> How to complete this task
In the movie review, condense the paragraph that begins "Alright, moving on to: the time jumping" into a short paragraph that keeps its main points.

───── Document segment ─────

But, these two actors do something else really similar as well, moving in entirely a different direction, back toward something deeper. It’s their eyes. Their eyes are strikingly similar, both large and very black, sloe-eyed, and they both watch their Theos. As Boris quips in the book once, “Shall we stand here tenderly and gaze?” Oh these ones shall! There’s a scene of little Theo and Boris absolutely toasted on crushed Vicodin and vodka, lying on their backs by the pool, where Roger Deakins has framed Finn Wolfhard in focus just past Oakes Fegley’s face, and he just watches him the whole time he talks, his gaze near and open. And Aneurin Barnard does the same thing, from a new angle now as their height difference has fully swapped, but again, any scene he has his eyes trained up on Ansel Elgort, pausing in his lines sometimes, but always keeping his eyes on him, watchful and intent. These were glimmers of a movie that cared less about hitting a really astonishing number of the book’s march of plot beats, and more about building an emotional truth to it all.

One more small thing in praise of the Borises, who deserved better: there were just two moments where I genuinely laughed watching this, not an ironic or meta laugh, of which I had many, but pure surprised delight at a joke. One for each Boris: young Boris high off his ass on acid, getting caught stealing a glass of wine and responding, dazed: “I thought you couldn’t see me,” and grown Boris, when Gyuri greets Theo outside Schiphol with a cheery “Hello Potter!” and Theo goes “You know that’s not really my name?”, and Boris just staring Gyuri down like he’s the Fae about to steal Theo’s real name and swiftly barking: “So?”

Alright, moving on to: the time jumping. Gotta disagree with a lot of reviews saying this movie cut back and forth between the past and present too much, as I’d say it was a different problem: if you’re gonna cut around in time, you gotta cut around a lot MORE than this did. Go full Fosse/Verdon or don’t go for it at all. As is, the movie actually only moves ONE chunk of the timeline out of book order, which I would not call reshuffling the chronology, but I would call weird as hell! All that really moved was that we got a long interlude of grown Theo in New York dealing in fraudulent antiquities & with Lucius Reeve and reconnecting with the Barbours, just wedged in right after little Theo was brought to Vegas, but before he meets Boris. Then after we see grown Theo meet grown Kitsey, we hop back to where we were and just proceed chronologically again there on out.

───── Records supplied ─────

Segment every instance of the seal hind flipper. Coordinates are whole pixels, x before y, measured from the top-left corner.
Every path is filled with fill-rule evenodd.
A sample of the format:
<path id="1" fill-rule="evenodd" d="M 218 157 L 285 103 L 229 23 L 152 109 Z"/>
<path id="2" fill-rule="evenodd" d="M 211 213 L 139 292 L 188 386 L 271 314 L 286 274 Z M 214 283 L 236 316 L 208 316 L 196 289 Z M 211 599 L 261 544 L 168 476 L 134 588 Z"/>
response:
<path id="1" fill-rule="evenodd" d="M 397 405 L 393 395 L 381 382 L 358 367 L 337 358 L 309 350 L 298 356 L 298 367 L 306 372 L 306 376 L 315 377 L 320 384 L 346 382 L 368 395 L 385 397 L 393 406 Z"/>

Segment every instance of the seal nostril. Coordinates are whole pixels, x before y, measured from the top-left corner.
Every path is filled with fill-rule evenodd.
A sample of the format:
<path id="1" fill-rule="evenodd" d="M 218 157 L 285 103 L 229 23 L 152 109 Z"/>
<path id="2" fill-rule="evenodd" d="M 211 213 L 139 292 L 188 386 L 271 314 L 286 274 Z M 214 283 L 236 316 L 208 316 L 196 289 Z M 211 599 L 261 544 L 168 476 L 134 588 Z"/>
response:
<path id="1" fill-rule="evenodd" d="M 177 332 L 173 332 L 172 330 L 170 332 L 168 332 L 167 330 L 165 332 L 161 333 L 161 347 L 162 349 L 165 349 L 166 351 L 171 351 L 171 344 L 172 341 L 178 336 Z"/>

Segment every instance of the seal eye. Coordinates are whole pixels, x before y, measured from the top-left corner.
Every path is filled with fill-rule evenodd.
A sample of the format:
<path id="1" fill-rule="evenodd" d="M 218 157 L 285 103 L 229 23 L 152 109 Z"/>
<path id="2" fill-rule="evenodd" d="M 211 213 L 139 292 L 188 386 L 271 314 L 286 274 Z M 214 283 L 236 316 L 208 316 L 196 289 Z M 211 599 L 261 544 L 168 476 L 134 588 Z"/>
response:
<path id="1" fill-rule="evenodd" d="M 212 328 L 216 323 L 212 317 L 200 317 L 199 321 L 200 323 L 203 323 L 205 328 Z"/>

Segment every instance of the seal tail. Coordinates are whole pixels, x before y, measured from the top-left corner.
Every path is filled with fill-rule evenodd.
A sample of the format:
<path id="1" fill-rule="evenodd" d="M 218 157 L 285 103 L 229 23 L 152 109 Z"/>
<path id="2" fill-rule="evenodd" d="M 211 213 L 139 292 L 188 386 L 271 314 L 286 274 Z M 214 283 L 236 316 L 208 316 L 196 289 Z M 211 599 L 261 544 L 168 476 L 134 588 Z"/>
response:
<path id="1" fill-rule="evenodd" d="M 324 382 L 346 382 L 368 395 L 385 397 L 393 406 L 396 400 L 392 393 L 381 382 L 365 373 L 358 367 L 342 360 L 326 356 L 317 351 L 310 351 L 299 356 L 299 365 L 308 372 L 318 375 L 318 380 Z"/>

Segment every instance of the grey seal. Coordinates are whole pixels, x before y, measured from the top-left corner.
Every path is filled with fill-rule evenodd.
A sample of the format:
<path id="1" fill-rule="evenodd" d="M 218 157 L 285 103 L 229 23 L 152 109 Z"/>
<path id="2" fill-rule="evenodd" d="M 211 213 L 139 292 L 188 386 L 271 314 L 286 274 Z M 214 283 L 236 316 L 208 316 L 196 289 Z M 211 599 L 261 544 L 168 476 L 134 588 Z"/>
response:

─────

> Response area
Unlike many reviews, the writer doesn't think the movie cut between past and present too often. The problem is that it didn't cut around nearly enough: it should either go all in, like Fosse/Verdon, or not do it at all. Only one chunk of the timeline leaves book order. It is a long interlude of grown Theo in New York, dealing in fraudulent antiquities, dealing with Lucius Reeve and reconnecting with the Barbours. It is placed right after little Theo arrives in Vegas and before he meets Boris. After grown Theo meets grown Kitsey, the story returns to where it left off and runs chronologically from then on. The writer finds this not a real reshuffling of the chronology but very weird.